■ Work required ■
Transcribe the items below verbatim, starting with their first line and going on through the line that contains "<point>119,192</point>". Include both of these lines.

* Begin *

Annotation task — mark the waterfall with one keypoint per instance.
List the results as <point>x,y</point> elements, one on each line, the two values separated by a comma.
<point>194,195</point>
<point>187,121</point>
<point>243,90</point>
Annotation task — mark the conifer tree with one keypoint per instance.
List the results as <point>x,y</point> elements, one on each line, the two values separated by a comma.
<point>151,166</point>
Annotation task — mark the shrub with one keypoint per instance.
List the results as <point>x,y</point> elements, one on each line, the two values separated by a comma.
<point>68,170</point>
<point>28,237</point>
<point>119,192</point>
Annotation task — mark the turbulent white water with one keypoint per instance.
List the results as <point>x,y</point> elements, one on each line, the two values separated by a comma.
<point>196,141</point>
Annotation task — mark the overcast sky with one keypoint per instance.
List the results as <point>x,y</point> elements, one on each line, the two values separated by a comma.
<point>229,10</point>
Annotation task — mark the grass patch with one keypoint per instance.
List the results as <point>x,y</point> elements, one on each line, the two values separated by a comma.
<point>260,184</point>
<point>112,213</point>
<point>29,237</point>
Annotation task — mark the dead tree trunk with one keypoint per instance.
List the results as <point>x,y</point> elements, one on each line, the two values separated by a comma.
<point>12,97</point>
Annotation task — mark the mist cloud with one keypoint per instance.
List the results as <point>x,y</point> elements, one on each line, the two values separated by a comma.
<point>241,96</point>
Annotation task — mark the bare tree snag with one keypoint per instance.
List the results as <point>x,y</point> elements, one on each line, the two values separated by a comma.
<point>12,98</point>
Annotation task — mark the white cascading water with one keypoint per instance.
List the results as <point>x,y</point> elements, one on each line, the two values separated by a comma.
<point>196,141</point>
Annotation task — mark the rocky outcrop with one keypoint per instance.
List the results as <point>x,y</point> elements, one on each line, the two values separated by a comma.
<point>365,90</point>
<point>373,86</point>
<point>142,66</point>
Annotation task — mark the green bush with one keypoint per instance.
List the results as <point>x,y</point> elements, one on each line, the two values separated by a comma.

* End *

■ The reply ■
Annotation task — mark the waterfall with one keypoint per instance.
List the results as <point>x,y</point> elements, one on each line, the two values separated by a comma.
<point>194,195</point>
<point>187,121</point>
<point>243,90</point>
Annotation task — mark the conifer tree with one keypoint per instance.
List the results as <point>x,y</point> elements, one on each line, the two values separated by a comma.
<point>151,166</point>
Annotation task — mark the shrub with one keypoint per instance.
List the results as <point>x,y</point> elements, one on each line, the two values separated by a comma.
<point>68,170</point>
<point>28,237</point>
<point>119,192</point>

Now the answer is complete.